§ **EXERCISE INSTRUCTIONS**
[1] In the CUDA shared memory post, to what value is SSIZE defined in the declarations quoted from Robert Crovella's answer?
[2] Resume the CUDA shared memory post, picking up right after its final sentence.

For example, the allocation of shared memory with the 3rd argument of the kernel launch, in your previous explanation it says it is the size of the allocation and not the length of the shared array, dependent on the block size. If I declare the shared array as:

extern __shared__ float s_array[];

In slide 27, where Mark Harris shows the switch with multiple kernel launches, his 3rd argument is just “smemSize”. I thought I should launch the kernel with <<< gridSize, blockSize, blockSize * sizeof(float) >>> , as my shared array is of type float and it is not length, but size of allocation. Then I came across Robert Crovella’s answer in https://stackoverflow.com/questions/24419822/efficiently-initializing-shared-memory-array-in-cuda?rq=1, and his declarations are:

#define SSIZE 2592
__shared__ float TMshared[SSIZE];

Hmmm… this looks length to me, now I am confused, so please correct me if I’m wrong. When shared memory is static, it is a normal array declaration. But if it is dynamic, then the allocation is “blockSize * sizeof(type)” as 3rd argument (respecting the 48KB for most cards)?

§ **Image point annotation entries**
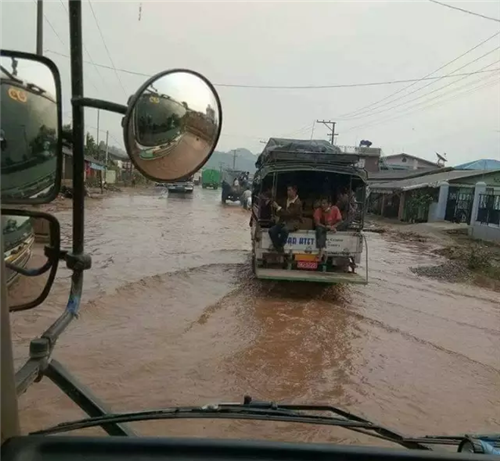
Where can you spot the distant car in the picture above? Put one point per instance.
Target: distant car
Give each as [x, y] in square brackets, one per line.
[210, 178]
[184, 186]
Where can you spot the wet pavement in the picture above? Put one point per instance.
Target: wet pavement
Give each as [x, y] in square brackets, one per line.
[172, 316]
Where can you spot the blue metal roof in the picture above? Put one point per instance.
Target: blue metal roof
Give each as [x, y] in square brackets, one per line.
[483, 164]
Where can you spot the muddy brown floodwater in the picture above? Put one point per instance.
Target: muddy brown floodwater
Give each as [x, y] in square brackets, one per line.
[172, 316]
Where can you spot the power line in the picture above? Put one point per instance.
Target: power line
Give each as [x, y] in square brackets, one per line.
[465, 11]
[415, 108]
[107, 50]
[378, 111]
[424, 104]
[304, 87]
[431, 92]
[348, 114]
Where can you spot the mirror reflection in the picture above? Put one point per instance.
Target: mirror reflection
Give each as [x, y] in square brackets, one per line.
[173, 126]
[29, 130]
[24, 239]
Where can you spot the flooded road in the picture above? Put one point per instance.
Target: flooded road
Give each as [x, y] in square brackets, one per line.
[172, 316]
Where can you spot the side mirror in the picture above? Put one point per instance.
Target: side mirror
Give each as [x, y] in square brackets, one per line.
[31, 127]
[172, 125]
[31, 254]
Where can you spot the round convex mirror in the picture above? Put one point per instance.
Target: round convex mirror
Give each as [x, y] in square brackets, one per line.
[172, 125]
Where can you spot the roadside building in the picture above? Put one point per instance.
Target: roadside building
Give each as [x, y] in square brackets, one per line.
[439, 195]
[93, 167]
[369, 157]
[482, 164]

§ **EXERCISE RESULTS**
[1] 2592

[2]
And as for “g_odata” size, since I have an output array that is as big as the input, I’m pretty sure it has the space to hold intermediate results. However, at the end of the reduction we have:

if (tid == 0) g_odata[blockIdx.x] = sdata[0];

I thought “g_odata” was a 1-element array to hold the final sum while s_data held all the blocks sums, but when I see the index of “g_odata”, now I’m not sure I understood it. And this shuffle-down reduction method, https://devblogs.nvidia.com/faster-parallel-reductions-kepler/, it doesn’t seem to get much love.

That’s correct. For a static allocation, it follows ordinary C programming rules. For dynamic allocation, the size specified via the 3rd kernel config parameter is a size in bytes.

No, that’s not it. I already stated explicitly that they both hold intermediate sums.

The shared memory is an area that the block works in to do various operations. When the block is all done, and has reduced everything to a single number for the data that the block touches, then it stores that single number in one of the locations in g_odata. The reduction normally consists of a kernel launch of a number of blocks. Each block produces a separate intermediate, partial sum. That partial sum, per block, gets stored in g_odata.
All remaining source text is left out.